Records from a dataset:
--------------------
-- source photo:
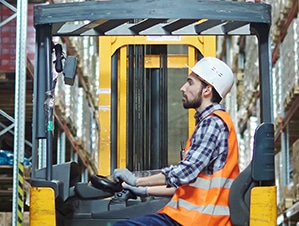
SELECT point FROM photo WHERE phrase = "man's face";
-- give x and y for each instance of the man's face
(192, 92)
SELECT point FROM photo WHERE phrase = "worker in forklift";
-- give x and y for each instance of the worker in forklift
(200, 182)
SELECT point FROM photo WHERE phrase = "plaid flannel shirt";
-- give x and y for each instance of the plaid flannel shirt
(208, 150)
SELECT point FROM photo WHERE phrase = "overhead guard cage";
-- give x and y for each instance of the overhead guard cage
(155, 18)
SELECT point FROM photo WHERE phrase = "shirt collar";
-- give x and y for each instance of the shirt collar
(199, 116)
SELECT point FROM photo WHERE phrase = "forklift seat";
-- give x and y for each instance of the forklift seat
(255, 174)
(239, 198)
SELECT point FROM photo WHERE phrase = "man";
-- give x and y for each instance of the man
(201, 181)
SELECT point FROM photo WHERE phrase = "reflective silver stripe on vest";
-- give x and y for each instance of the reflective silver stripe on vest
(208, 209)
(216, 182)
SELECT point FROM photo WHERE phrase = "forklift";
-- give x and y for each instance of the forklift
(57, 195)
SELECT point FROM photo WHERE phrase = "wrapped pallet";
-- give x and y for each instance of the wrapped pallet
(289, 55)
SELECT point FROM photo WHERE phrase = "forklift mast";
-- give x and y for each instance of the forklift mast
(149, 18)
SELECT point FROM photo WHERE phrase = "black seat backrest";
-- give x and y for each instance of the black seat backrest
(260, 171)
(239, 198)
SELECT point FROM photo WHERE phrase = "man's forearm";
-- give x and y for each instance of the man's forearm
(153, 180)
(160, 191)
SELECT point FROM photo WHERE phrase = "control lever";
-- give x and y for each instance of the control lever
(105, 183)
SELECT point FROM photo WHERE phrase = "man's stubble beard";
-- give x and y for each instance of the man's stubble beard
(194, 103)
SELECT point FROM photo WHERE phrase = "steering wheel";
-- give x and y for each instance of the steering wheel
(105, 183)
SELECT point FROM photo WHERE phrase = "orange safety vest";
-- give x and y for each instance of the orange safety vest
(205, 201)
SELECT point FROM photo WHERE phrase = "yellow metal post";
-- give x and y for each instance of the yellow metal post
--------------------
◆ WHAT THE TASK REQUIRES ◆
Retype each entry precisely. Skip images entirely.

◆ TASK RESPONSE ◆
-- source photo:
SELECT point FROM photo WHERE phrase = "man's face";
-- give x and y for each instance of the man's face
(192, 92)
SELECT point FROM photo WHERE phrase = "worker in forklift";
-- give x and y for each instance of the worker in forklift
(200, 182)
SELECT point FROM photo WHERE phrase = "plaid flannel shirt";
-- give x and y for each instance of the plaid flannel shirt
(208, 150)
SELECT point FROM photo WHERE phrase = "overhead guard cage";
-- give x and y for each instance of the overhead guard cage
(155, 18)
SELECT point FROM photo WHERE phrase = "shirt collar";
-- give x and y for each instance of the shirt collar
(199, 116)
SELECT point FROM photo WHERE phrase = "forklift seat";
-- give x and y for each instance of the forklift seat
(255, 174)
(239, 198)
SELECT point FROM photo WHERE phrase = "man";
-- give x and y for each instance of the man
(201, 181)
SELECT point FROM photo WHERE phrase = "reflective silver stripe on vest";
-- give x and y for each instance of the reflective silver stripe on vest
(208, 209)
(216, 182)
SELECT point FROM photo WHERE phrase = "forklift";
-- give x and y for each instance of the forklift
(57, 195)
SELECT point FROM photo WHERE phrase = "wrapped pallet";
-- give x and y for each instance of the wrapped pallet
(289, 55)
SELECT point FROM photo WHERE phrase = "forklift mast";
-- give x and y for each instance of the forklift mast
(149, 18)
SELECT point FROM photo WHERE phrase = "black seat backrest";
-- give x and y for each instance of the black seat backrest
(260, 171)
(239, 198)
SELECT point FROM photo WHERE phrase = "man's forearm";
-- give x and y for each instance of the man's forearm
(153, 180)
(160, 191)
SELECT point FROM photo WHERE phrase = "control lever";
-- give x and y for each instance of the control lever
(105, 183)
SELECT point FROM photo WHERE phrase = "man's stubble beard";
-- give x and y for each instance of the man's stubble beard
(194, 103)
SELECT point FROM photo WHERE phrase = "steering wheel";
-- give x and y for each instance of the steering wheel
(105, 183)
SELECT point FROM photo WHERE phrase = "orange safety vest";
-- give x and y for each instance of the orange safety vest
(205, 201)
SELECT point FROM photo WHERE phrase = "yellow metal post";
-- give x and y for each instance of the yellow metal post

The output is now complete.